start TEXT PASSAGE

I saw that C++ 11 added the noexcept keyword. But I don't really understand why is it useful.

If the function throws when it's not supposed to throw - why would I want the program to crash?

So when should I use it?

Also, how will it work along with compiling with /Eha and using _set_se_translator? This means that any line of code can throw c++ exception - because it might throw a SEH exception (Because of accessing protected memory) and it will be translated to c++ exception.

What will happen then?

  • You want noexcept to tell the system that a function does not throw exceptions. If it still does (because some developer is an idiot and either directly throws an exception, or indirectly calls something without a try-catch block around it, most likely), then what do you think the system should do? Obviously, if you access memory you are not allowed to access, your code will, in one way or another, crash, so what difference does it make if it crashes one way or another way? – Mats Petersson Dec 7 '14 at 19:22
  • Does the program even crash? I was under the impression that std::terminate is being called which is much more like an "orderly abort" than a crash (and it basically means that extra code which calls terminate needs to be generated, too). – Damon Jan 2 '15 at 11:07

The primary use of noexcept is for generic algorithms, e.g., when resizing a std::vector<T>: for an efficient algorithm moving elements it is necessary to know ahead of time that none of the moves will throw. If moving elements might throw, elements need to be copied instead. Using the noexcept(expr) operator the library implementation can determine whether a particular operation may throw. The property of operations not throwing becomes part of the contract: if that contract is violated, all bets are off and there may be no way to recover a valid state. Bailing out before causing more damage is the natural choice.

end TEXT PASSAGE
start ENTRIES SUPPLIED

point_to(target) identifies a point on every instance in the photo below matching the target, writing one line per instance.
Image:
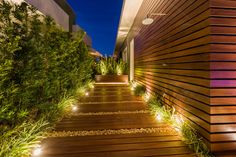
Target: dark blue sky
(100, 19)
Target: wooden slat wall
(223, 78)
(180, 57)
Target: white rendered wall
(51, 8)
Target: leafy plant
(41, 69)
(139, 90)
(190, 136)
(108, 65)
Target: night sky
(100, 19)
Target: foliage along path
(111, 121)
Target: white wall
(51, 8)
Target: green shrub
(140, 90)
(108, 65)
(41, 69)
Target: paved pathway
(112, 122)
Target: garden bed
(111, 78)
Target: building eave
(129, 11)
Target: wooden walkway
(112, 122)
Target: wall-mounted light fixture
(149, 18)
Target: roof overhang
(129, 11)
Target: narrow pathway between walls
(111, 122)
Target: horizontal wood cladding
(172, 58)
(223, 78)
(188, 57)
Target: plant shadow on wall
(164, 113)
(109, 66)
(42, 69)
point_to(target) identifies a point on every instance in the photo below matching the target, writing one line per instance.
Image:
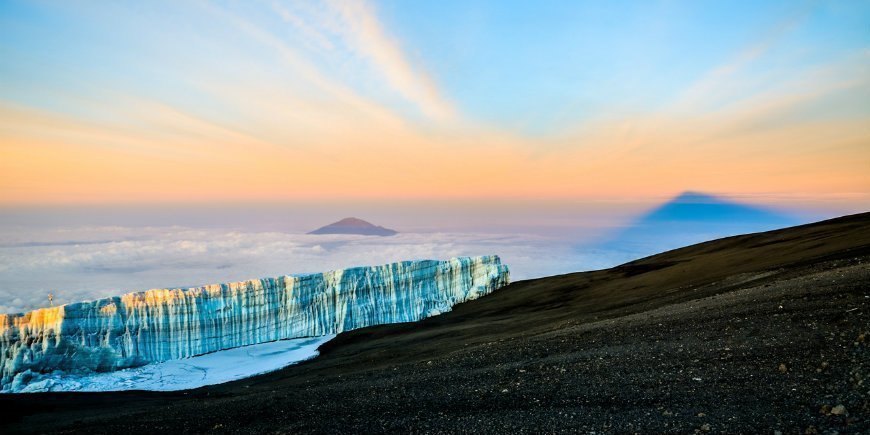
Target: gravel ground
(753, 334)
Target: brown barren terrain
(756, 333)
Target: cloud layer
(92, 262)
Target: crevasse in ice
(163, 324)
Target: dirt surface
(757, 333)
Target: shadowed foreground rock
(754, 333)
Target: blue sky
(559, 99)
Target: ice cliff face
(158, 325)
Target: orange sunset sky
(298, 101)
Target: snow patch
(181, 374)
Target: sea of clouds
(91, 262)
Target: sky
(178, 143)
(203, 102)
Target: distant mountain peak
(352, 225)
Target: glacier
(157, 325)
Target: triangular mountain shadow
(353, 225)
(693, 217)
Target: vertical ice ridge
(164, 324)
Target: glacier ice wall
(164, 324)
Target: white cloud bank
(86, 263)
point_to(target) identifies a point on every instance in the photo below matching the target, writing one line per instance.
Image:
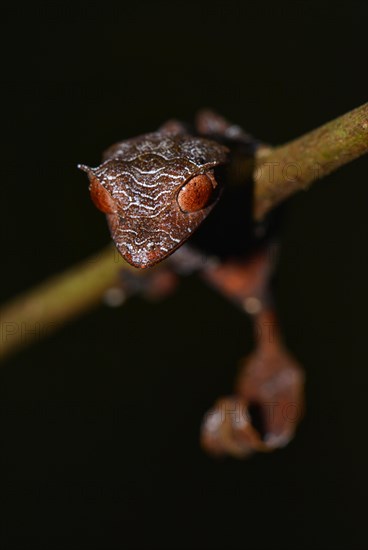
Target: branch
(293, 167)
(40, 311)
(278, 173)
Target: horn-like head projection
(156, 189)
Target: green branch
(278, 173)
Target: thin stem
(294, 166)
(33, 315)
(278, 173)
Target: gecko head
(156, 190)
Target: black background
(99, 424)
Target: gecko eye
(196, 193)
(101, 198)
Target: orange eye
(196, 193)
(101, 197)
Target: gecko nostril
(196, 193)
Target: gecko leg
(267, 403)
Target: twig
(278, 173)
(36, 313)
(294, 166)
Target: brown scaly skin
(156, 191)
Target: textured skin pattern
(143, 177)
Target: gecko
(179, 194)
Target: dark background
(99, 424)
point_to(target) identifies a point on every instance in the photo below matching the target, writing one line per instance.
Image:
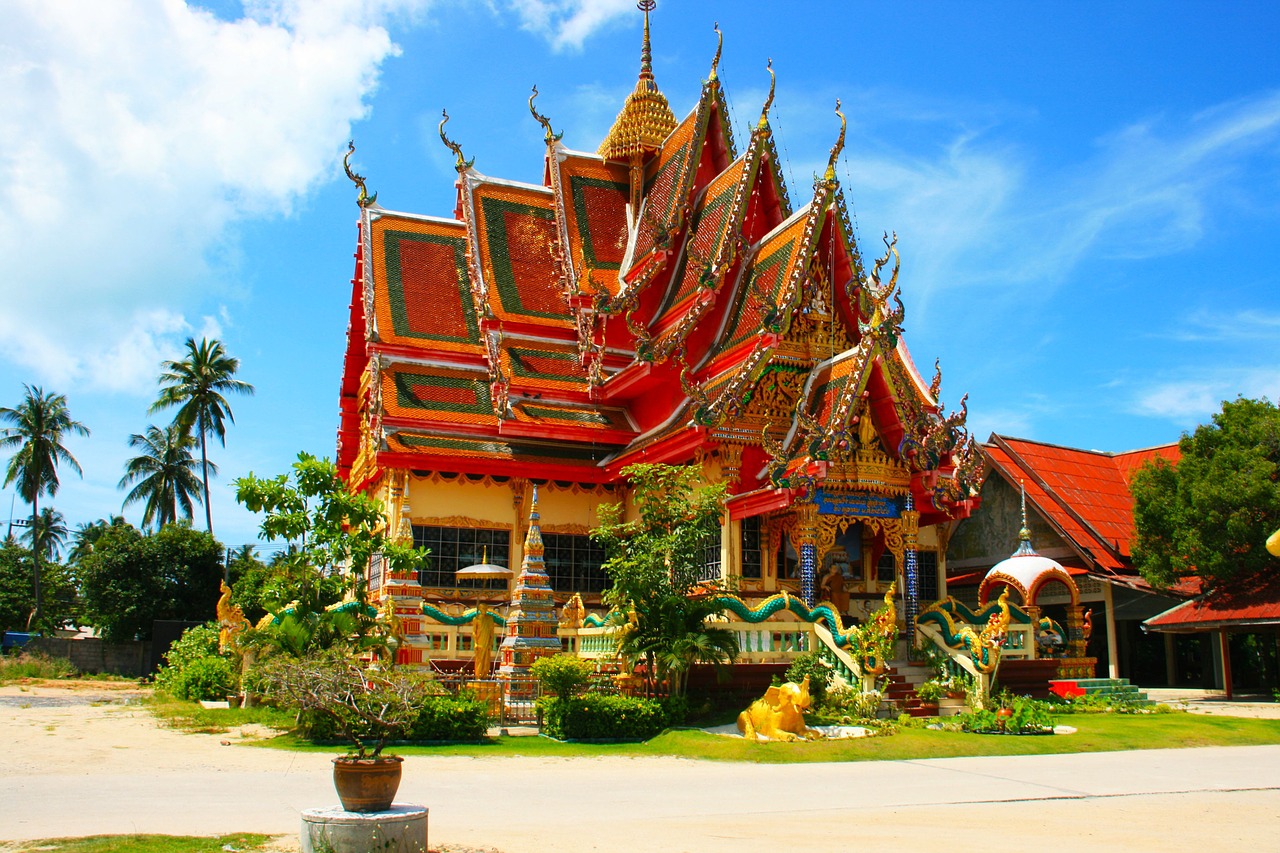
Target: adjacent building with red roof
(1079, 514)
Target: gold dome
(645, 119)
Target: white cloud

end ENTRIES SUPPLIED

_THE TASK:_
Answer these about the noexcept thread:
1. Which keyword does the opening post say C++ 11 added?
2. In Damon's comment, which function does he believe gets called instead of a crash?
3. In the last paragraph, what must happen to elements during a std::vector<T> resize if moving them might throw?
The records aren't needed here.

_FINISHED TASK:_
1. noexcept
2. std::terminate
3. They need to be copied instead.